5 Ideas to Help Cure the Ills of Distracted Driving

In years and decades past, drunk driving and drowsy driving were significant problems that potentially led to injuries or even fatalities on the road. While these issues still exist, there is an additional culprit rearing its ugly head among drivers of all ages and backgrounds. It’s called distracted driving, and it can be as dangerous as any factor in crashes and incidents on highways and streets. Distracted driving can take various forms, but it often presents itself with drivers talking, texting, engaging in social media, or browsing the internet on their smartphones. It’s also not uncommon to see people at the wheel taking photos or creating videos. Smartphones and other media aren’t going anywhere anytime soon, so it’s critical to find ways to reduce their usage in vehicles and focus on the important task of safe driving. 

Put the Phones Out of Reach

If your phone isn’t around, it’ll be a lot harder for it to distract you. Many drivers keep their phones right next to them in the center console or in the door compartments. Some people even have their phone on their lap or in their hand. These temptations are too hard to pass up for people in the captain’s chair. Make the commitment to put phones in the backseat or in the glove box—in some place where you can’t touch it.

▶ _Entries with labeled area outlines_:
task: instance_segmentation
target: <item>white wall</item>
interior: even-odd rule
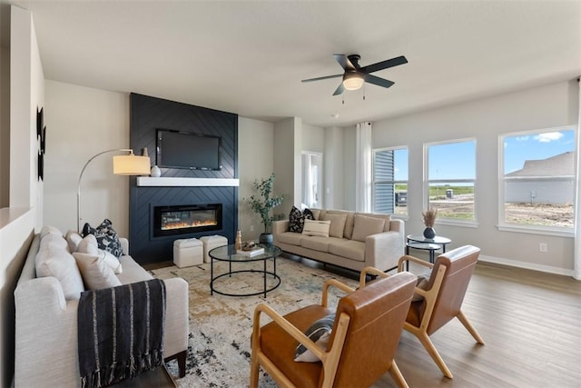
[[[302,123],[301,132],[300,152],[325,152],[325,130],[323,128]]]
[[[44,223],[76,230],[76,192],[83,166],[103,151],[129,148],[129,95],[46,81]],[[135,153],[140,153],[135,150]],[[129,232],[129,180],[113,174],[113,156],[98,156],[81,184],[81,216],[92,225],[104,218],[121,235]]]
[[[325,128],[325,154],[323,155],[325,208],[345,209],[343,205],[343,128]],[[353,179],[354,176],[353,176]]]
[[[12,6],[10,16],[10,207],[0,209],[0,385],[14,375],[14,291],[36,225],[43,186],[36,178],[36,108],[44,103],[43,67],[30,12]],[[3,78],[5,81],[5,79]],[[5,125],[5,120],[0,120]],[[5,128],[3,128],[3,137]],[[7,184],[5,177],[2,184]]]
[[[10,50],[0,48],[0,208],[10,202]]]
[[[274,171],[272,123],[238,117],[238,226],[243,241],[258,240],[263,232],[261,217],[249,209],[244,199],[254,194],[254,180],[266,178]],[[275,187],[278,182],[278,179],[275,180]]]
[[[409,149],[406,232],[423,230],[423,144],[474,136],[478,226],[437,223],[437,233],[450,237],[452,247],[466,244],[479,246],[482,260],[572,274],[572,238],[498,231],[497,164],[500,134],[574,124],[578,98],[576,88],[574,82],[562,82],[373,123],[374,148],[408,145]],[[352,175],[349,179],[353,179]],[[547,244],[547,253],[539,252],[540,242]]]
[[[292,205],[300,207],[300,144],[302,120],[291,117],[274,124],[274,191],[284,194],[275,213],[288,214]]]

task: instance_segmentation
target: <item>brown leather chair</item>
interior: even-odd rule
[[[250,386],[258,386],[262,366],[285,387],[367,387],[387,372],[399,386],[407,387],[393,357],[416,283],[416,276],[409,273],[380,279],[357,291],[336,280],[327,281],[321,304],[303,307],[284,317],[268,304],[259,304],[254,311]],[[304,332],[318,319],[333,313],[327,300],[330,285],[350,293],[339,301],[325,349]],[[261,327],[262,313],[273,322]],[[299,343],[321,362],[295,362]]]
[[[436,350],[429,335],[458,318],[477,343],[484,344],[480,334],[461,311],[479,254],[480,248],[465,245],[440,254],[433,264],[409,255],[402,256],[399,263],[399,273],[404,271],[406,262],[431,268],[428,279],[416,287],[416,295],[419,297],[415,297],[411,303],[404,329],[418,337],[444,375],[450,379],[453,378],[452,373]],[[375,274],[384,275],[377,272]]]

▶ _Goal 1_:
Please reproduce part of the article on distracted driving, beginning at the words "5 Ideas to Help" and stopping after "of safe driving.".
▶ _Goal 2_:
Recast the paragraph of the distracted driving article that opens "If your phone isn't around" as a short bulleted list that keeps its main facts.
Rely only on the article on distracted driving.

▶ _Full solution 1_:
5 Ideas to Help Cure the Ills of Distracted Driving

In years and decades past, drunk driving and drowsy driving were significant problems that potentially led to injuries or even fatalities on the road. While these issues still exist, there is an additional culprit rearing its ugly head among drivers of all ages and backgrounds. It’s called distracted driving, and it can be as dangerous as any factor in crashes and incidents on highways and streets. Distracted driving can take various forms, but it often presents itself with drivers talking, texting, engaging in social media, or browsing the internet on their smartphones. It’s also not uncommon to see people at the wheel taking photos or creating videos. Smartphones and other media aren’t going anywhere anytime soon, so it’s critical to find ways to reduce their usage in vehicles and focus on the important task of safe driving.

▶ _Full solution 2_:
- A phone that isn't around is much harder to be distracted by.
- Many drivers keep their phones in the center console or door compartments, and some hold them on their lap or in their hand.
- These temptations are too hard for drivers to pass up.
- Commit to putting phones in the backseat or glove box, somewhere you can't touch them.